Задание:
Ответьте на вопросы по отрывку о доме бабушки.
1. Какая профессия была у дедушки Ивана Саввича?
2. Чем была покрыта крыша дома?
3. Что было последним этапом изготовления покрытия пола в зале?

Начало войны я встретила в доме бабушки Меланьи Федоровны Мороз, в городе Пролетарск, Ворошиловградской (ныне Луганской) области, куда мы переехали накануне на постоянное место жительства. Дом был не большой, но добротный, сработанный собственными умелыми руками дедушки Ивана Саввича, кузнеца по профессии. К сожалению, дедушку я не застала в живых, так как он трагически погиб в 1934 году. На момент нашего приезда в доме вместе с бабушкой жили две младшие мамины сестры : тетя Дуся и тетя Вера. Кроме описанного дома у бабушки была довольно солидная усадьба с садом и огородом , а также времянкой, где молодые дедушка и бабушка начинали свою семейную жизнь в период строительства дома. Как у хороших хозяев, во дворе были сарайчики для свиней, для кур или как мы их называли поросятники и курятники. Вся усадьба была обнесена высоким, как мне тогда казалось, деревянным забором из штакетника. Папа, устроившись на работу в Площанскую МТС Ворошиловградской области, пропадал там целыми днями, я его очень редко видела.

Мой рассказ о доме был бы неполным, если бы я не рассказала о его некоторых достопримечательностях. Во-первых, дом, в отличие от большинства ближайших домов под соломенной крышей, был под красной черепицей, с высоким чердаком, где зимой и в любую дождливую погоду можно было сушить белье и где хранились продукты, которым не нашлось места в самом доме. Во-вторых, дом имел оригинальную планировку: при входе в дом вы попадали сразу на большую остекленную террасу по всей ширине дома. Пройдя по террасе влево, попадаешь в небольшие сени, из которых был вход в одну из жилых комнат, которая одновременно являлась и кухней. В ней была так называемая плита, обогревавшая сразу обе комнаты. Особый интерес представляла вторая комната, так называемая зала .Она была значительно больше по размеру с замечательным из красного дерева с резными узорами шифоньером, подаренным бабушке её отцом к свадьбе. Шифоньер этот примечателен тем, что его изготовил собственноручно отец бабушки, известный на всю округу столяр-краснодеревщик. В правом верхнем углу комнаты размещался религиозный уголок с образами и висела лампадка,

которую бабушка зажигала по праздникам и во время молитвы. Ниже лампадки была полочка , покрытая красивой кружевной салфеткой. На эту полочку можно было поставить свечи, освященные в церкви куличи и крашеные яйца. А теперь о самой главной примечательности этой залы – необычном, непривычном для тех времен, идеально ровном блестящем, несмываемом покрытии пола. Из рассказов бабушки я запомнила технологию изготовления этого необычного покрытия. Идеально обструганные доски плотно укладывались на строго выверенные лаги, затем доски хорошо пропитывались олифой, по олифе укладывали слой марли. На пропитанную и просушенную марлю укладывали слой ситцевой ткани, которую снова пропитывали олифой, а затем после просушки наносили слой масляной краски .Поверхность получалась ровной и гладкой. Последним этапом было неоднократное вскрытие лаком. Мыть такой пол было одно удовольствие.

Выдержка из списка:
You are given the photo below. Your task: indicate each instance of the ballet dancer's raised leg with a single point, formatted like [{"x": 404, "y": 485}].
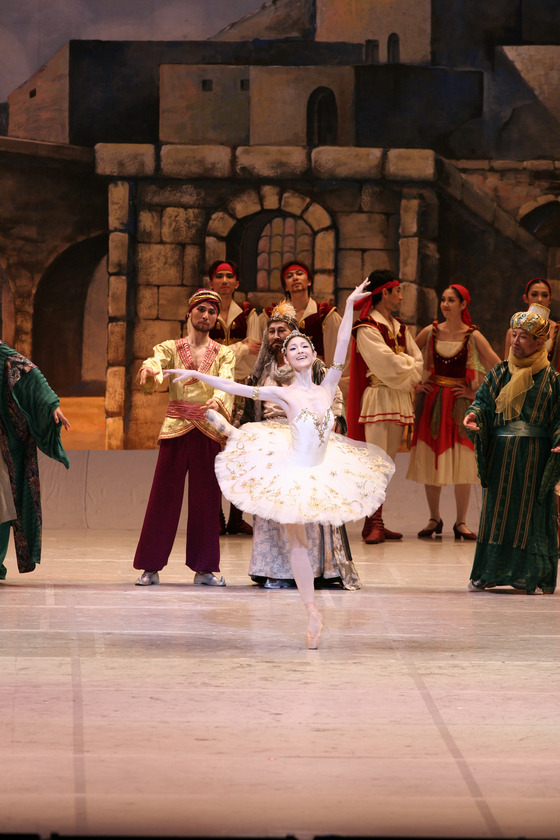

Ответ:
1. Дедушка был кузнецом.
2. Крыша была покрыта красной черепицей.
3. Покрытие пола неоднократно вскрывали лаком.